| SOURCE PASSAGE |
=== Section Start ===
Additionally, because you don’t have to define types for your links anymore, that means you don’t have the problem of needing to referr to another zome’s entry types using a reliable handle.

So between these two things, the problem is effectively gone.

guillemcordoba · October 1, 2020, 8:33pm

It makes my brain reaaaally happy when by removing an abstraction problems disappear, and a new axis in some weird dimensional mental model appears (more flexibility without link types). In short: yeyy!!

pauldaoust · October 7, 2020, 5:54pm

@guillemcordoba could you unpack why typeless links are so exciting to you as an app developer? I can make guesses, but I dont’ think I’ve got the insight that comes from having worked with both Redux and RSM. (And TBH it surprised me that we removed link types.)

thedavidmeister · November 27, 2020, 1:34am

@pauldaoust just speaking for myself here, but rust works very well on raw Vec<u8> binary data, trying to squeeze certain abstractions into ‘slots’ or ‘strings’ is just more difficult than a plain old vector sometimes

pospi · January 4, 2021, 2:54am

Does this also mean that you can no longer manipulate entries defined in a foreign zome? Because that was an important part of my security model that will have to be reviewed…

pauldaoust · January 6, 2021, 11:44pm

@pospi Hmmm, that’s a good question. So you’re asking if zome A can write/update/delete entries of a type defined by zome B in the same DNA? Looks like it can’t; the zome ID is enforced on the host side of the create call. I think in my mental model I always pictured a zome’s public functions as the way of interacting with its data types, for encapsulation’s sake (ignoring the fact that the encapsulation leaks; any zome can read another’s data or hang links on it… and cross-zome deletes aren’t enforced either).
=== Section End ===
| PROBLEM DESCRIPTION |
Copy the stretch of the forum thread from "pauldaoust · January" through "aren’t enforced either)." word for word.

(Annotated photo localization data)
=== Section Start ===
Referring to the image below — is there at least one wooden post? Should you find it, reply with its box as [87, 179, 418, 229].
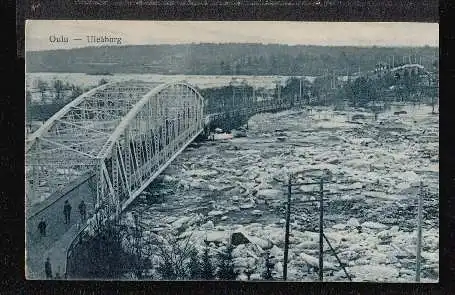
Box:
[319, 178, 324, 282]
[416, 182, 423, 282]
[283, 174, 292, 281]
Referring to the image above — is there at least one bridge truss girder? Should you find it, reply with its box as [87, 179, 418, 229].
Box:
[26, 82, 204, 220]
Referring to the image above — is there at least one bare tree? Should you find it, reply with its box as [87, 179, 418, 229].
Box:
[38, 80, 49, 101]
[52, 80, 64, 101]
[157, 234, 193, 280]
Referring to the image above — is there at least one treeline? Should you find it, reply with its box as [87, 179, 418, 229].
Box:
[25, 79, 107, 122]
[26, 44, 438, 76]
[67, 223, 278, 280]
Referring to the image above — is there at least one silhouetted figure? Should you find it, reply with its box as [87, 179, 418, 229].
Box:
[38, 219, 47, 237]
[63, 200, 71, 224]
[44, 257, 52, 279]
[79, 200, 87, 222]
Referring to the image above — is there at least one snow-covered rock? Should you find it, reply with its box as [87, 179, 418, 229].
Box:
[207, 210, 224, 216]
[362, 221, 387, 229]
[346, 217, 360, 227]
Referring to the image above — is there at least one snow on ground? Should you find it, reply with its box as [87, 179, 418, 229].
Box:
[120, 106, 439, 282]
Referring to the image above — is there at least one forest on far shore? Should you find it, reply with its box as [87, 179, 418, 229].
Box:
[26, 43, 439, 76]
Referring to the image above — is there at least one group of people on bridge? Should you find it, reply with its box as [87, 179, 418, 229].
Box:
[38, 200, 87, 237]
[38, 200, 87, 279]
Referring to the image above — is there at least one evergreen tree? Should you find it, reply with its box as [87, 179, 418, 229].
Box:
[188, 248, 202, 280]
[217, 244, 238, 281]
[243, 263, 256, 281]
[262, 251, 275, 281]
[202, 246, 215, 280]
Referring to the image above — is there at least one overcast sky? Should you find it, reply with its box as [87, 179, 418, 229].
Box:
[25, 20, 439, 50]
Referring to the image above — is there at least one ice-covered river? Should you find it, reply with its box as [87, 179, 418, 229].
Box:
[119, 106, 439, 282]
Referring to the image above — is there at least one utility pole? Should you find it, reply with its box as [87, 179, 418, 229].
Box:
[416, 182, 423, 282]
[319, 178, 324, 282]
[283, 174, 292, 281]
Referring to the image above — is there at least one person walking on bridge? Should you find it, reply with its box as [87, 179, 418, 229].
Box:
[44, 257, 52, 279]
[63, 200, 71, 224]
[79, 200, 87, 222]
[38, 218, 46, 237]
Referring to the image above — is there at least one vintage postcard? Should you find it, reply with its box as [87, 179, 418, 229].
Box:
[24, 20, 439, 283]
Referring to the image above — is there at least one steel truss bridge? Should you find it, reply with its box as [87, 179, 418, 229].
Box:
[25, 66, 438, 280]
[26, 81, 205, 222]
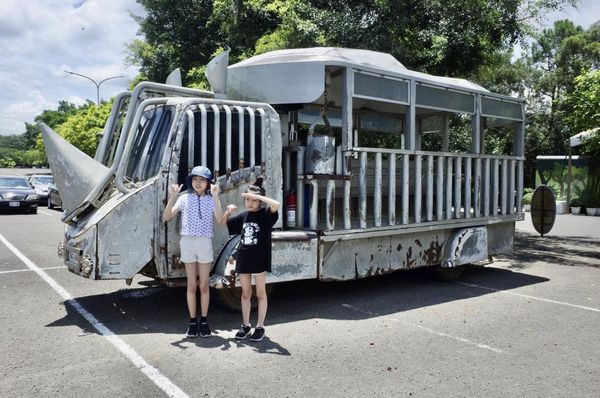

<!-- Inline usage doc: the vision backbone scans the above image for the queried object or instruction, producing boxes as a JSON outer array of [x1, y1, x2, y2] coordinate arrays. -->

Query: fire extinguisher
[[285, 190, 296, 228]]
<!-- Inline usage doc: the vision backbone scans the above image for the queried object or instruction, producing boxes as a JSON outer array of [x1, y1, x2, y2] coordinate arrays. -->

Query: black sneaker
[[200, 321, 211, 337], [185, 322, 198, 337], [250, 327, 265, 341], [235, 325, 251, 340]]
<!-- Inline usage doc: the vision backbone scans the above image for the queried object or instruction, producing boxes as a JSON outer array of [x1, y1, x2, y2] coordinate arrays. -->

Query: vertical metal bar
[[508, 159, 517, 214], [454, 156, 462, 218], [210, 104, 221, 180], [435, 156, 445, 221], [257, 108, 266, 174], [342, 68, 356, 151], [401, 155, 410, 224], [342, 150, 352, 229], [246, 107, 256, 167], [414, 155, 423, 224], [473, 157, 481, 217], [296, 147, 304, 228], [491, 159, 500, 216], [446, 156, 454, 220], [516, 160, 523, 214], [471, 94, 481, 154], [344, 179, 352, 229], [223, 105, 231, 178], [442, 113, 449, 152], [500, 159, 508, 215], [464, 157, 472, 218], [310, 179, 319, 230], [233, 106, 245, 171], [388, 153, 396, 225], [373, 152, 383, 227], [283, 151, 292, 194], [405, 79, 417, 150], [326, 180, 335, 231], [185, 109, 196, 173], [425, 155, 433, 221], [198, 104, 208, 167], [482, 158, 491, 217], [358, 152, 367, 228]]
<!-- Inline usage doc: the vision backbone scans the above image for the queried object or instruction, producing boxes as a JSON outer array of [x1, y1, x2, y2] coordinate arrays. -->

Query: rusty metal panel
[[487, 222, 515, 256], [63, 226, 98, 279], [441, 227, 488, 267], [319, 230, 449, 280], [97, 182, 158, 279]]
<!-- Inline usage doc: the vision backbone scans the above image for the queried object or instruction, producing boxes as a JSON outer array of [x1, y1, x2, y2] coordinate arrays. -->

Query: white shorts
[[179, 235, 213, 264]]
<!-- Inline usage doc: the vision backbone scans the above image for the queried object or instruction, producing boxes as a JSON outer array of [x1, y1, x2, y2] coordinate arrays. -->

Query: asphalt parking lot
[[0, 207, 600, 397]]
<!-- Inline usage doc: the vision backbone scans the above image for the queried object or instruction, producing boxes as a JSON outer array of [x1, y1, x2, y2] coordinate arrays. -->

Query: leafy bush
[[569, 196, 583, 207]]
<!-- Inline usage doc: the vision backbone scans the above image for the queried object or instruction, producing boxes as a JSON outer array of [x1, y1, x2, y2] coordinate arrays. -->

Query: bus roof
[[227, 47, 489, 103]]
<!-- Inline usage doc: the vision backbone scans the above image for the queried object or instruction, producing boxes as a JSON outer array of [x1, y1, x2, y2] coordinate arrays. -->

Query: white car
[[28, 174, 54, 203]]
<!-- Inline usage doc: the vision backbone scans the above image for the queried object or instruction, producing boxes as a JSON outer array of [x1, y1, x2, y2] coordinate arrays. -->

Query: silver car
[[29, 174, 54, 204], [0, 176, 38, 213]]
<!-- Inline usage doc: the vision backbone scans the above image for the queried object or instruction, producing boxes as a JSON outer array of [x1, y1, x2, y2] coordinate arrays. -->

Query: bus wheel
[[216, 285, 273, 312], [434, 265, 465, 282]]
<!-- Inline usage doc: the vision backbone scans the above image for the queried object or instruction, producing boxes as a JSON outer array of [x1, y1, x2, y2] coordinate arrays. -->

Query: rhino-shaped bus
[[43, 48, 525, 308]]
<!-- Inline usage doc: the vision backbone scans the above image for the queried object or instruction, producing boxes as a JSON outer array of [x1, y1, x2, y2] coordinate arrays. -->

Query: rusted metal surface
[[319, 231, 446, 280], [440, 227, 489, 267]]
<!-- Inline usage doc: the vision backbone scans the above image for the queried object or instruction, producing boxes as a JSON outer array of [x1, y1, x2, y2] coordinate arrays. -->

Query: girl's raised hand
[[169, 184, 183, 195], [227, 205, 237, 214]]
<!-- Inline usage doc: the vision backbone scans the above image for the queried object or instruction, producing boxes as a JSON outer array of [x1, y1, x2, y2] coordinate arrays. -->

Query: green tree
[[129, 0, 575, 84], [57, 101, 112, 157], [127, 0, 221, 82], [565, 70, 600, 133]]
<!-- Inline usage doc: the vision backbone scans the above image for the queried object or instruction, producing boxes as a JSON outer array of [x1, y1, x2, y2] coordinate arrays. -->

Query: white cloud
[[0, 0, 144, 134]]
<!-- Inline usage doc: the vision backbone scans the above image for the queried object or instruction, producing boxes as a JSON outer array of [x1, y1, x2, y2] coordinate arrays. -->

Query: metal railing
[[284, 148, 523, 231]]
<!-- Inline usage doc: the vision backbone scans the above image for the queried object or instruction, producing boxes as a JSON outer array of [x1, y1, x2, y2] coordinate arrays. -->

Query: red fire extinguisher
[[285, 190, 296, 228]]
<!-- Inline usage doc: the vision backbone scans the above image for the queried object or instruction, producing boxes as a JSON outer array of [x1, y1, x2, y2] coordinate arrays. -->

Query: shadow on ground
[[47, 266, 548, 340], [498, 232, 600, 269]]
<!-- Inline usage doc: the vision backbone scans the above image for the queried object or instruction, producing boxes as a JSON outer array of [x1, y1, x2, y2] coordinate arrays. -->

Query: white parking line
[[458, 282, 600, 312], [342, 304, 506, 354], [0, 265, 67, 274], [0, 234, 188, 397]]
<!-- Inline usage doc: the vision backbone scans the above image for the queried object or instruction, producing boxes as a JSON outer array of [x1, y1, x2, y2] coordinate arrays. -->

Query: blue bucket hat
[[185, 166, 212, 190]]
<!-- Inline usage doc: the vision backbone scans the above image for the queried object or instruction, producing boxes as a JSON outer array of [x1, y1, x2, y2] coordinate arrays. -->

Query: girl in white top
[[163, 166, 225, 337]]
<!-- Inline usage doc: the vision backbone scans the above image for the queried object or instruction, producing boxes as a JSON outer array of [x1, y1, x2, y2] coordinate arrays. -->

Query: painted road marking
[[0, 234, 188, 398], [342, 304, 506, 354], [0, 265, 67, 274], [457, 282, 600, 312]]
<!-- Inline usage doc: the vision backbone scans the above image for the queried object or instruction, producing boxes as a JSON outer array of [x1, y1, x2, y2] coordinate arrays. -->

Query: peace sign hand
=== Section End ===
| RESPONSE BOX |
pauldaoust · January 6, 2021, 11:44pm

@pospi Hmmm, that’s a good question. So you’re asking if zome A can write/update/delete entries of a type defined by zome B in the same DNA? Looks like it can’t; the zome ID is enforced on the host side of the create call. I think in my mental model I always pictured a zome’s public functions as the way of interacting with its data types, for encapsulation’s sake (ignoring the fact that the encapsulation leaks; any zome can read another’s data or hang links on it… and cross-zome deletes aren’t enforced either).